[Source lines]
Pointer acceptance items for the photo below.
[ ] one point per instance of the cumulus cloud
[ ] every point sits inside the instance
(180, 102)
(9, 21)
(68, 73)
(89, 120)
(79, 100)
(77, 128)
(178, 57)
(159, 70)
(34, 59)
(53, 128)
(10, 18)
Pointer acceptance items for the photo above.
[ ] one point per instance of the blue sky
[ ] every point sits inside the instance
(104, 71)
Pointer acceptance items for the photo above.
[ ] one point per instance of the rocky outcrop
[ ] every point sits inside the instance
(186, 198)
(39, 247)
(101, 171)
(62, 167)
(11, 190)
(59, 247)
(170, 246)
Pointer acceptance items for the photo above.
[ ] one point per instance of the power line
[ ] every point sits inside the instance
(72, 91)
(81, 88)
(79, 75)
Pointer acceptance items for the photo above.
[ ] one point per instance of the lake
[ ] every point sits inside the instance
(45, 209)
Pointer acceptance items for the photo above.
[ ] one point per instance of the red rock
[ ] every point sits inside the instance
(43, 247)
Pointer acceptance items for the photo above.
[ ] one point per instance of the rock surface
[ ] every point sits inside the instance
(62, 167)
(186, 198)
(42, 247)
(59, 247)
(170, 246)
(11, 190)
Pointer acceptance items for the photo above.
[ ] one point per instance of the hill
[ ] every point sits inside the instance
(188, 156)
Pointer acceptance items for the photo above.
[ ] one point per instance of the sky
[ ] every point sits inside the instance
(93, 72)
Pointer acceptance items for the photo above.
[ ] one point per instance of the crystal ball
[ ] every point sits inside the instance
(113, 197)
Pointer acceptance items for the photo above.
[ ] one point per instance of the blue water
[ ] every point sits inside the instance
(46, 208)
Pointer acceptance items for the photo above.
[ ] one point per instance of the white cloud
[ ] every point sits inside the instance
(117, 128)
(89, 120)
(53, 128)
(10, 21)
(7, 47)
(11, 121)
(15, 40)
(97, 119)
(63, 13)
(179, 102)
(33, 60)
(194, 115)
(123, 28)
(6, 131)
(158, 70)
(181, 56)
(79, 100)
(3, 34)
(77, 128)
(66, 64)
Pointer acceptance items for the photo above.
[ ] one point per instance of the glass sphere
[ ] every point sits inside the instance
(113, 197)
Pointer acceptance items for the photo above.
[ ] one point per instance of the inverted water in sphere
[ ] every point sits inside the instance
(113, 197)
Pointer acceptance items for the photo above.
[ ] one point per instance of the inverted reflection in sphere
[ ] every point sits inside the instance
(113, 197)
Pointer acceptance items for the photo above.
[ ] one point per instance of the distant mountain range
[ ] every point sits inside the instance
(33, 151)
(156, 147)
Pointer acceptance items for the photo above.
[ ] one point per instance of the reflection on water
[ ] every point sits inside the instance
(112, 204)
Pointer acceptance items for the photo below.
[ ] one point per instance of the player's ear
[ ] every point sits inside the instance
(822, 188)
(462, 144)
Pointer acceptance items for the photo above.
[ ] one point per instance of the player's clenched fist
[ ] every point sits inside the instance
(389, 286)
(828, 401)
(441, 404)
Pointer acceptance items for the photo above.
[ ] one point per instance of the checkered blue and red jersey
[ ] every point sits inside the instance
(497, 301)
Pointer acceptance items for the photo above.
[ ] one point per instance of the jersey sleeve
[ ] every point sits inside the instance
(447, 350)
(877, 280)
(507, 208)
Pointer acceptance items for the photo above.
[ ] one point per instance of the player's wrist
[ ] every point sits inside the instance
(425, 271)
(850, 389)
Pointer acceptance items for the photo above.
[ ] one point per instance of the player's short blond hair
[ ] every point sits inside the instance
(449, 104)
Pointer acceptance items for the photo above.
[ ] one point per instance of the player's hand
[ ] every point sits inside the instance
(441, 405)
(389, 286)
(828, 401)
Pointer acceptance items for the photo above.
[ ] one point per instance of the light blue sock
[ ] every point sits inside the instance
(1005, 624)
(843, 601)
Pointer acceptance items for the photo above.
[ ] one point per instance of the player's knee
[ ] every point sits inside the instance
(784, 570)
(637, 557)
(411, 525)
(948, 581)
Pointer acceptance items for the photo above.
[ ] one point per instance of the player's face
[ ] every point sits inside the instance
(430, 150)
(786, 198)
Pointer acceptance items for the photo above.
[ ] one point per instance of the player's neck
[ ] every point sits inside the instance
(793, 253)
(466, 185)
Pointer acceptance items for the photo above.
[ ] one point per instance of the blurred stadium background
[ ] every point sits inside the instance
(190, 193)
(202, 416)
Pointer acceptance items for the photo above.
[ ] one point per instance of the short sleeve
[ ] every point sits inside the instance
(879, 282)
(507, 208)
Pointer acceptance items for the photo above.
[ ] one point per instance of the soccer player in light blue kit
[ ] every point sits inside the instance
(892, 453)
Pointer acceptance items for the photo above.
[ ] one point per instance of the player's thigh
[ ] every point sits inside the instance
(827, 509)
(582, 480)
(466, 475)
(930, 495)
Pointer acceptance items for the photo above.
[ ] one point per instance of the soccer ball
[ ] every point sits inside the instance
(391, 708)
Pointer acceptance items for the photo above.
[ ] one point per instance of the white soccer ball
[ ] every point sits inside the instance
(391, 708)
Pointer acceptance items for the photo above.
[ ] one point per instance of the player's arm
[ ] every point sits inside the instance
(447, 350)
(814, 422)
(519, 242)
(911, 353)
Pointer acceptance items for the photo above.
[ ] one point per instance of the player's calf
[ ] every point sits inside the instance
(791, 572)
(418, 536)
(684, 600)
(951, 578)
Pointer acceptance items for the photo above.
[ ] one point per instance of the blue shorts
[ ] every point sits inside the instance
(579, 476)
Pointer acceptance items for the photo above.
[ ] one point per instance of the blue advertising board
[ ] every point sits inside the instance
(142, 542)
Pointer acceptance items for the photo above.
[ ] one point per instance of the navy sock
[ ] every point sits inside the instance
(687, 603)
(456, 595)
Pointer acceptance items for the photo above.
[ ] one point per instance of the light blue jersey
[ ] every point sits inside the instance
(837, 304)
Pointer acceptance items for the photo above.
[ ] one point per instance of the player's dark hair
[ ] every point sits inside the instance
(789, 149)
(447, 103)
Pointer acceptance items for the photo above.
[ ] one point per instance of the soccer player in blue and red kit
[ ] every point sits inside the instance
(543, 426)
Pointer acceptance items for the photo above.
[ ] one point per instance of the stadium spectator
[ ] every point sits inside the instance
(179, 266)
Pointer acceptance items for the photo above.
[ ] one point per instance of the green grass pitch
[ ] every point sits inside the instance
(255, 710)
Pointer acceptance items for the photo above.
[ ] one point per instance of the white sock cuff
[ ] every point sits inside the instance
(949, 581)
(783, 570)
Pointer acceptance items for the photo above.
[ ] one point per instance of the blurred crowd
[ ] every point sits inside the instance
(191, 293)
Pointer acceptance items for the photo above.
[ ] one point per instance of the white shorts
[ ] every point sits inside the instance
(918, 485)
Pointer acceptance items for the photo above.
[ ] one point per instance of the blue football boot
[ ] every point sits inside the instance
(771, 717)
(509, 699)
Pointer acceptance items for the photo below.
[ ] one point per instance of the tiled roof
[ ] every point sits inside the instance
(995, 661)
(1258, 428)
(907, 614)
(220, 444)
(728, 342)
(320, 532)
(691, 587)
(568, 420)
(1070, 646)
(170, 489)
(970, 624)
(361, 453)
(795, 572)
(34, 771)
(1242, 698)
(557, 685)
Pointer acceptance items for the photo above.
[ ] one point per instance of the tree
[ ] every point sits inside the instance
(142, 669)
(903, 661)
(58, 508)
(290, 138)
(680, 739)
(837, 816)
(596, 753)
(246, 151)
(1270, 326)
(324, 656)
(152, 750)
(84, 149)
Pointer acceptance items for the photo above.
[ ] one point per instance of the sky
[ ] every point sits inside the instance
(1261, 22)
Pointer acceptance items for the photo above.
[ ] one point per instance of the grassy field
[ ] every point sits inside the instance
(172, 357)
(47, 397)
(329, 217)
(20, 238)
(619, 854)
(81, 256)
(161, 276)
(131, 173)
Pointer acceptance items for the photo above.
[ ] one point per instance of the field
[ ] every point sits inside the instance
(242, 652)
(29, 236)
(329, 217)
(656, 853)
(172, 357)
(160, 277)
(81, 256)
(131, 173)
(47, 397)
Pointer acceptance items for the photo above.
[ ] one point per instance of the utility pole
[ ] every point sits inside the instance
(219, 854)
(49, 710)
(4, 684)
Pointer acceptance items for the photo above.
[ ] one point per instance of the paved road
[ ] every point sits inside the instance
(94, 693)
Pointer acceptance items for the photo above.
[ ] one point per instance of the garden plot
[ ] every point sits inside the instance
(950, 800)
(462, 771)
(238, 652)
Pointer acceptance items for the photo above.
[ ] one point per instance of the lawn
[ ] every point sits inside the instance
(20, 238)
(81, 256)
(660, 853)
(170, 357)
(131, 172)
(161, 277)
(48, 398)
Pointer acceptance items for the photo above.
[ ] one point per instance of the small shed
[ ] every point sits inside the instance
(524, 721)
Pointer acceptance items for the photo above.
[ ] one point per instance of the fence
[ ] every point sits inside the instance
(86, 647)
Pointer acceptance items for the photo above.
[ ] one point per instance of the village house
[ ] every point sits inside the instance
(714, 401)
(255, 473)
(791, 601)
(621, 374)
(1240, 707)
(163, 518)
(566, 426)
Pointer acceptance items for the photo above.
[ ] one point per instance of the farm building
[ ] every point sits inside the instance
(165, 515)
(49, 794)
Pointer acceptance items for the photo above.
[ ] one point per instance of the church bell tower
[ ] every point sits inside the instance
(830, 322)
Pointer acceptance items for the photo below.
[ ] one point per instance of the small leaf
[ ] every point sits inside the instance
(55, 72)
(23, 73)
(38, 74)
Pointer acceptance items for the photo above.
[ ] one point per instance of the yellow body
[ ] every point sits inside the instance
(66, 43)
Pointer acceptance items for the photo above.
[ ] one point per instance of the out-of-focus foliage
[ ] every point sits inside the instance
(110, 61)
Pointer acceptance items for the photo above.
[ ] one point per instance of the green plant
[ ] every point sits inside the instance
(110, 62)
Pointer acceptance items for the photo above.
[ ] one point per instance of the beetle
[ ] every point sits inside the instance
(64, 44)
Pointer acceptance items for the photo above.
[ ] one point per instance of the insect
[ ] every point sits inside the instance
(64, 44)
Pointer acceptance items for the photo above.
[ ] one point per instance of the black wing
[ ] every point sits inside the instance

> [TASK STATEMENT]
Gather every line above that contains the word "white" and copy each one in full.

> [CORRECT OUTPUT]
[ ] one point per instance of the white cloud
[ ] one point per instance of the white soccer ball
[ ] one point per instance of the white sock cuff
[ ] one point per instance of the white shorts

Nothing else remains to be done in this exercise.